Sponges have the honor of “The Dirtiest Item in the Kitchen.” Their constant dampness, the porous structure, and the food particles and messes they wipe up create a natural breeding ground for bacteria.

Very few people disinfect their sponges and cloths after they use them, so food particles and bacteria stay in the sponge, breeding. Moreover, when we wipe with dirty sponges, the bacteria make their way into our hands, which then spread to every surface we touch.

Clean It! Cleaning sponges is easy. You can disinfect your sponges daily using a solution of dilute chlorine and water. Alternatively, you can zap your rinsed sponges in the microwave to remove 99.9% of bacteria.

Refrigerator Compartments


Let’s face it. We rarely eat all the food we store in our refrigerators, and, the longer it sits in the fridge, the more it rots and attracts mold, bacteria, and yeast. The biggest culprits are the meat compartment, vegetable crisper, and the fridge seal. Small food particles can get trapped, meat juices spill, and vegetables rot, allowing bacteria to grow even in the chilly atmosphere.

Clean It! Your fridge should be cleaned out once per week to ensure your food stays fresh and disease-free. Natural, non-toxic products are the best for cleaning your fridge. Make sure you remove all shelves and compartments to clean in all the nooks and crannies.


Rubber spatulas, specifically, spatulas where the head and the handle separate, have been found to be hotbeds for bacteria to thrive. Though most people will scrub their spatula after using it, to remove food particles, very few people wash the two pieces separately. This means the space where the pieces join can contain food and dirty dishwater—the perfect recipe for bacterial growth.

**Data for review:**
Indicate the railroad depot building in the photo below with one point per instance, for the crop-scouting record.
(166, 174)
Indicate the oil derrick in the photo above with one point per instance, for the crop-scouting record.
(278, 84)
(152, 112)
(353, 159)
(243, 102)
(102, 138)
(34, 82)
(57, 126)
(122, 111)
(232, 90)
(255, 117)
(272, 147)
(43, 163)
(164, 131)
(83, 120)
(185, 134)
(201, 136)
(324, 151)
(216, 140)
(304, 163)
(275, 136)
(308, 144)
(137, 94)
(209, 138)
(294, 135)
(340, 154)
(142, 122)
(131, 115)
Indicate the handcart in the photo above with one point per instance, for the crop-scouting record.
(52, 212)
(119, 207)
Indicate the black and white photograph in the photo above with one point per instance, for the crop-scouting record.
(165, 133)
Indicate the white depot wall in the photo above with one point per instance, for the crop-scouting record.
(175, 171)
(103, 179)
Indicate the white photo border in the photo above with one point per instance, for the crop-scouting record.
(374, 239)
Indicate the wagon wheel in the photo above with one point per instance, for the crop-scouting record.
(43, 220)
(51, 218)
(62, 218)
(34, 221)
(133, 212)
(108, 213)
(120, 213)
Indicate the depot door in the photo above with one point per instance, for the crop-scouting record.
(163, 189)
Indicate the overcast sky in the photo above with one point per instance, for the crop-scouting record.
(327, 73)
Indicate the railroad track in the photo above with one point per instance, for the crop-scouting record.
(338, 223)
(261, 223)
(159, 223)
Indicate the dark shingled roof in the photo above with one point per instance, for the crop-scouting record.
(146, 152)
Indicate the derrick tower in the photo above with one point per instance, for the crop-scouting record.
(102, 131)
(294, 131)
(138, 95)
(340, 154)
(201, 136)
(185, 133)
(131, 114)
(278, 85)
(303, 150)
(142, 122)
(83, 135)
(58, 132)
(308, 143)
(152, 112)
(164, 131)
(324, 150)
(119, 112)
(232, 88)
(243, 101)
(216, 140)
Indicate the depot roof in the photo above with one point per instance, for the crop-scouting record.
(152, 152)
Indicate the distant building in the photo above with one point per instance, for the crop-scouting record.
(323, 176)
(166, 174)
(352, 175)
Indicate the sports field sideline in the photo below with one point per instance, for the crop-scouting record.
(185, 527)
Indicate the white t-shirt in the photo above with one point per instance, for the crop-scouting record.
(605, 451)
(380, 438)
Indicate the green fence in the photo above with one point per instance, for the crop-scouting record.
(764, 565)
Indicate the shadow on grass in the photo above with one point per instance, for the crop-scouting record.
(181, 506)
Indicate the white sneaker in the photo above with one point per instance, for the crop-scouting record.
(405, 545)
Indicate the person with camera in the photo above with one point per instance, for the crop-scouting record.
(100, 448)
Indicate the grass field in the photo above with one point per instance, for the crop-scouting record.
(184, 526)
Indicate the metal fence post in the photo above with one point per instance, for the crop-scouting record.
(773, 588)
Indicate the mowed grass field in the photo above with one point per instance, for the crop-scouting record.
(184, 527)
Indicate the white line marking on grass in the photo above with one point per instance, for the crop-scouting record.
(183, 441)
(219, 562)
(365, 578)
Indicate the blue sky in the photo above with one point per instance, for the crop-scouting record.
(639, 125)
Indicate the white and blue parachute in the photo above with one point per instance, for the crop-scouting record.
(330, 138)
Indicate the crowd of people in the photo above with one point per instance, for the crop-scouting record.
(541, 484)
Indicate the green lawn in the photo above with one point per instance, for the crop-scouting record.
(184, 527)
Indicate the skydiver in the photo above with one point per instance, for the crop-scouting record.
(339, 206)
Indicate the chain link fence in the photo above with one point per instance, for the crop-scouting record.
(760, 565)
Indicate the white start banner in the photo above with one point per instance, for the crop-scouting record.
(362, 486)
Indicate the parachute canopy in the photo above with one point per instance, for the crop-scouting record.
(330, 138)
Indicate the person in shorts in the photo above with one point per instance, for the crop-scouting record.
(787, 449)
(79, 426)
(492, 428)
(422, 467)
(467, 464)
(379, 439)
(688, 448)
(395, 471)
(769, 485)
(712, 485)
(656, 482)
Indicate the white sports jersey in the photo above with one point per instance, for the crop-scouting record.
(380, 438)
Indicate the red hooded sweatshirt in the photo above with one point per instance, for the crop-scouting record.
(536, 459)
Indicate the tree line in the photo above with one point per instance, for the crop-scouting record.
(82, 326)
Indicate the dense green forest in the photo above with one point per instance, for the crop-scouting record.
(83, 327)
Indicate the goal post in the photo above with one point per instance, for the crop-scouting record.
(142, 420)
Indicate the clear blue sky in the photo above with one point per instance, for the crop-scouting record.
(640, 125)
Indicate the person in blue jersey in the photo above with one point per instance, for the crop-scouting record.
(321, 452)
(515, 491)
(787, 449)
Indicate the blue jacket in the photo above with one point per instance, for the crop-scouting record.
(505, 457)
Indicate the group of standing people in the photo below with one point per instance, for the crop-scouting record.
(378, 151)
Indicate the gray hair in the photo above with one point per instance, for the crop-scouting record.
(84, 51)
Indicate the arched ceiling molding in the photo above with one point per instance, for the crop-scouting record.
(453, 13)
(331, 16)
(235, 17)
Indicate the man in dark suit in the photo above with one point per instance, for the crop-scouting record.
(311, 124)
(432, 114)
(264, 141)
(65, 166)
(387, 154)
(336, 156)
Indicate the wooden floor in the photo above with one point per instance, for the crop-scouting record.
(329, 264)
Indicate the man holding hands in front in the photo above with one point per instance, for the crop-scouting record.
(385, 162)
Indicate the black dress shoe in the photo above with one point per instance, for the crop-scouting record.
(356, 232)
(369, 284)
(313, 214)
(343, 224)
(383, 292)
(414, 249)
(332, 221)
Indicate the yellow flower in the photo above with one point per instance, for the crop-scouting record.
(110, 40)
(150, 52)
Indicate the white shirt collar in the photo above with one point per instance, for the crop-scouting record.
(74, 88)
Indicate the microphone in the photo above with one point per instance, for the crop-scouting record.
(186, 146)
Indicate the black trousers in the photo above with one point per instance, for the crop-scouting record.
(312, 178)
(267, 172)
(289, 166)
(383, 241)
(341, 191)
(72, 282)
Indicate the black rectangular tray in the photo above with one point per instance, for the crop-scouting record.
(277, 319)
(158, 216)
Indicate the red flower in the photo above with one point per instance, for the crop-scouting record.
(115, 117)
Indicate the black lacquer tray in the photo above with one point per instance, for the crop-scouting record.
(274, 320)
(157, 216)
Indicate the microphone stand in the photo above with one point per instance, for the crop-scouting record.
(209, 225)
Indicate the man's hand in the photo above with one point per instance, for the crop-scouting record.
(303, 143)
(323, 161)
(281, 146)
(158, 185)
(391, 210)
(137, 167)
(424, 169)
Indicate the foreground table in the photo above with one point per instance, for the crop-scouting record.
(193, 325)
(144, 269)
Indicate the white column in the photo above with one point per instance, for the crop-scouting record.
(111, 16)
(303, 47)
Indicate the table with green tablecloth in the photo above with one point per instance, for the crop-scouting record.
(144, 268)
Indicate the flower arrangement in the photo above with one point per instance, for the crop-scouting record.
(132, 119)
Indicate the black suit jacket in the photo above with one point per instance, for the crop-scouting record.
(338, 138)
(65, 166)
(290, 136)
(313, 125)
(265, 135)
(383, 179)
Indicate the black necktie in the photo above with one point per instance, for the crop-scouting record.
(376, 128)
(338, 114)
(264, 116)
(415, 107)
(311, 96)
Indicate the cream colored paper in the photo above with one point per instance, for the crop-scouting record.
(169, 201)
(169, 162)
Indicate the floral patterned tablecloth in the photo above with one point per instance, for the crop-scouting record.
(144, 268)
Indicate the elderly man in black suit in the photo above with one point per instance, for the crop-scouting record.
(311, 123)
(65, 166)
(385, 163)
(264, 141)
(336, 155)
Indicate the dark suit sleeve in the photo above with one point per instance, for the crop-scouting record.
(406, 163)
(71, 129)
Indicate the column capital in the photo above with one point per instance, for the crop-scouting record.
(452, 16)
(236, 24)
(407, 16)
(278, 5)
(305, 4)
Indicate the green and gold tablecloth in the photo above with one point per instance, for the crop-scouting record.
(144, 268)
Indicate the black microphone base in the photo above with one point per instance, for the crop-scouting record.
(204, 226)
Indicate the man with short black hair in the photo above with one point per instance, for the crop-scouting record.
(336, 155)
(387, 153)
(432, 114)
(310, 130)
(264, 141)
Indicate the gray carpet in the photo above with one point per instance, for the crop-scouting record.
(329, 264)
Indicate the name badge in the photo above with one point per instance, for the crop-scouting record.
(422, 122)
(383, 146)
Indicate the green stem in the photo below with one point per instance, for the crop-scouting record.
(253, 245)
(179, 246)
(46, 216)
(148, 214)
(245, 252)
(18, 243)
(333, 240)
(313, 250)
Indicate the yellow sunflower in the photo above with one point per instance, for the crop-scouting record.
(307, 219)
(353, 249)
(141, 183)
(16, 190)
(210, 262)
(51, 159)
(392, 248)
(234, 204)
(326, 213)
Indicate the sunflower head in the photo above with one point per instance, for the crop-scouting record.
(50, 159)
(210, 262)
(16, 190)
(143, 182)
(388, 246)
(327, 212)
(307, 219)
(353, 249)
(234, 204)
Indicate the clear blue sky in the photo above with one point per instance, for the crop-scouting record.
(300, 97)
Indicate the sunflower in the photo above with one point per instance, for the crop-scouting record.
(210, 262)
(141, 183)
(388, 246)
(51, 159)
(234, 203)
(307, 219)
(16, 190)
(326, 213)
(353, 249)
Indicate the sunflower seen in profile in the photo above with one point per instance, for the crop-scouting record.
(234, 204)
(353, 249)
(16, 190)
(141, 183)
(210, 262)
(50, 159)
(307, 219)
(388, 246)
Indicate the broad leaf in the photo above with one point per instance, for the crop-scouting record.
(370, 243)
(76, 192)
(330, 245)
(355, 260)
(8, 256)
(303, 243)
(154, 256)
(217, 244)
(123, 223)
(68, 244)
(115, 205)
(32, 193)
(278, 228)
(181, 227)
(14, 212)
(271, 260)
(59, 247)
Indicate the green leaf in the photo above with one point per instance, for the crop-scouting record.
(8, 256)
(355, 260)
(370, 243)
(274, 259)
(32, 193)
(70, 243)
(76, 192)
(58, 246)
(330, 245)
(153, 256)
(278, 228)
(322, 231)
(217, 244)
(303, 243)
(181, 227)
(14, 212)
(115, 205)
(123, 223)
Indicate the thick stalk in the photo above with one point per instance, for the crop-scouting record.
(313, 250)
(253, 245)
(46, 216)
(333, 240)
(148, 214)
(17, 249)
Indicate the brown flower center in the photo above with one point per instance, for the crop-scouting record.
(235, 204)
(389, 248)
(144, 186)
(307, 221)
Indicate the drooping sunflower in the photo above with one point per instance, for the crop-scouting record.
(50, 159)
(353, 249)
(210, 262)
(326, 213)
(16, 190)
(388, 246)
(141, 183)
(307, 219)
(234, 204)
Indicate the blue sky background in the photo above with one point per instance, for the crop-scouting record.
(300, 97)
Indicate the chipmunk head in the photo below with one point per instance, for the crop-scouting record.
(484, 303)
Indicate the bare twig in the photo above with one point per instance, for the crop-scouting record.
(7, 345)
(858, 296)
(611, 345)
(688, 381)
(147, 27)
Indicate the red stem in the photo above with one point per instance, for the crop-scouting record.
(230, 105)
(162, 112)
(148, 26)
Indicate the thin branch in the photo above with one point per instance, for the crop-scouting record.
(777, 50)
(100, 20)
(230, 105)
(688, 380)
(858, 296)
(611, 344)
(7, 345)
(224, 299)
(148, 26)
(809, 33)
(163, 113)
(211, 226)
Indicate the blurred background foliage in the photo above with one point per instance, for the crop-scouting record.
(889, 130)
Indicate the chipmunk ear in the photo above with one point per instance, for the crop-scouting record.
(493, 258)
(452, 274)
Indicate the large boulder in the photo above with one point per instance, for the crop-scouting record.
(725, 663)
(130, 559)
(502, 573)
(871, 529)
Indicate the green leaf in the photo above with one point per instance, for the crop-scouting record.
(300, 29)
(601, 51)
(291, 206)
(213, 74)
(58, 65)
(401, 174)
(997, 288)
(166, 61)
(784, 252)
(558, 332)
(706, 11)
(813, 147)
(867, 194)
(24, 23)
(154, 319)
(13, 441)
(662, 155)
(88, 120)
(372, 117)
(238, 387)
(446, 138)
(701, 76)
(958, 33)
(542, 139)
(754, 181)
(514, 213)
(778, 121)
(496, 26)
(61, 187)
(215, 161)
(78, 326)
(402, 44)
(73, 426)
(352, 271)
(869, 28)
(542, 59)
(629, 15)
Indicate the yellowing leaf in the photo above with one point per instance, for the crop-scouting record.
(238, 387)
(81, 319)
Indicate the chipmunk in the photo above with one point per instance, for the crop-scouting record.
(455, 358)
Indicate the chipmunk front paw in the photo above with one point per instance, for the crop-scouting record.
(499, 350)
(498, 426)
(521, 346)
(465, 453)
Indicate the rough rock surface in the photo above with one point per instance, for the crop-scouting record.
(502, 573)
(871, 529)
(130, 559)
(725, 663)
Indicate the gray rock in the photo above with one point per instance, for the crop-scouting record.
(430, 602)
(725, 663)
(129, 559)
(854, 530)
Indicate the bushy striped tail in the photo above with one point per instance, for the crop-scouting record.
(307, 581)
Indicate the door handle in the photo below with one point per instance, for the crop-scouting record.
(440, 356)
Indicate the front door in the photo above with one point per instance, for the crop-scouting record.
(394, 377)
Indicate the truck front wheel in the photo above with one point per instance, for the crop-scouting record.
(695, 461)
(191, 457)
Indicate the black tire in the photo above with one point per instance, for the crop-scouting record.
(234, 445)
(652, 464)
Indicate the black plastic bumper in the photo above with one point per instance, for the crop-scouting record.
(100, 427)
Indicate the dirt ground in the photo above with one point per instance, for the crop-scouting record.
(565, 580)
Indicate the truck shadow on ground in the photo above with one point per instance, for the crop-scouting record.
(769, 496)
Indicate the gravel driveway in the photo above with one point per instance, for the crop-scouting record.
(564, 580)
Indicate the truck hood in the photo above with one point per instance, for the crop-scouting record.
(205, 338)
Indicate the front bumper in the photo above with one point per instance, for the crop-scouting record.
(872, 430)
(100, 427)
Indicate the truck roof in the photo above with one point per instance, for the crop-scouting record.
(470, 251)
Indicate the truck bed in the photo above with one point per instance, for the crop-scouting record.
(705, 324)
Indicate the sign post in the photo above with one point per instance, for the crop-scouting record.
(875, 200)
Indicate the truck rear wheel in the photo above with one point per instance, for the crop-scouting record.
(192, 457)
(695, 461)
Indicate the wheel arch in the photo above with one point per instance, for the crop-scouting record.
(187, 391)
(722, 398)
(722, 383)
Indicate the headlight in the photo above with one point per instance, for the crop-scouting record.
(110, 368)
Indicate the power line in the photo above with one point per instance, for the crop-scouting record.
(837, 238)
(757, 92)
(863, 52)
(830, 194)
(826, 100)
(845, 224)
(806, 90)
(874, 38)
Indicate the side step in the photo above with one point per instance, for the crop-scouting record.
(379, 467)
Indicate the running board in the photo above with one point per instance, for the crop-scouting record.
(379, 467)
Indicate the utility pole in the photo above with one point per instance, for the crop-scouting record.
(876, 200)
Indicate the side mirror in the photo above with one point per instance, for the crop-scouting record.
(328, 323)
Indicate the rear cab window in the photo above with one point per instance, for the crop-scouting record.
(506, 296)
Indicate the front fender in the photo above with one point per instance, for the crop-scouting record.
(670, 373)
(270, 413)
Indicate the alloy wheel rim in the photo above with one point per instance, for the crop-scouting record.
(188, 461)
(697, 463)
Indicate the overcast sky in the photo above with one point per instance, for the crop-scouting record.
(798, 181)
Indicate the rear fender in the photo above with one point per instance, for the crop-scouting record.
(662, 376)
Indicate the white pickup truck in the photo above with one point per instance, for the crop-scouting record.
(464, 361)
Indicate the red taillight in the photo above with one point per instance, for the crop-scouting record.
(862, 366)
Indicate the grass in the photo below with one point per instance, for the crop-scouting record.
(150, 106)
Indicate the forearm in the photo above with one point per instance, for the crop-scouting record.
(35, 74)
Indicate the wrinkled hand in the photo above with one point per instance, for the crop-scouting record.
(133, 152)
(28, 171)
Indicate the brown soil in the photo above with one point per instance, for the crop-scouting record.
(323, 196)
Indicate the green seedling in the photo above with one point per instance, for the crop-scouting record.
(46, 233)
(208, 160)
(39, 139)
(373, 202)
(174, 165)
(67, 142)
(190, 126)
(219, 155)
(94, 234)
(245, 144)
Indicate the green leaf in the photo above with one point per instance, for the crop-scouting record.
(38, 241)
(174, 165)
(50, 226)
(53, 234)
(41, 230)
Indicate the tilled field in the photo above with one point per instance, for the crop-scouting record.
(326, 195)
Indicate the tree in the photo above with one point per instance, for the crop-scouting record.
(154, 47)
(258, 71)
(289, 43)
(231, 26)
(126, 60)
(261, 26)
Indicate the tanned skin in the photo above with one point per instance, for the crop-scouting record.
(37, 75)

**Problem 1:**
According to the excerpt on germ-prone kitchen items, what share of bacteria does microwaving rinsed sponges remove?
**Problem 2:**
Carry on the excerpt about germ-prone kitchen items, starting right after its final sentence.

**Answer 1:**
99.9%

**Answer 2:**
Clean It! Wash both pieces separately after soaking them in a solution of 2 parts water, 1 part hydrogen peroxide, with a few drops of tea tree oil.

Can Openers

One unlikely source of bacteria in your kitchen is the humble can opener. Most people wouldn’t think to clean their can opener before throwing it back in the utensil drawer. However, when opening cans, the can opener comes into contact with the food or preserving juices inside. Even in small amounts, these food particles provide energy for bacteria to grow, and one bacterium can quickly become millions.

Clean It! After every use, wash your can opener with warm, soapy water or throw it in the dishwasher if there aren’t any parts that can be damaged.

Blender Gaskets

You may use it to create nutritious smoothies, but it can be anything but healthy because another unexpected place that bacteria love to hide is in the rubber blender gasket. When using the blender, food can spill into the gasket, and people rarely take their blender apart to clean it properly. This means that food particles stay trapped, attracting bacteria.

Clean It! It may be a hassle, but you need to take your blender completely apart, after every use, and scrub down every component with warm soapy water. You can also put the dishwasher-safe parts in the dishwasher on high heat to disinfect them.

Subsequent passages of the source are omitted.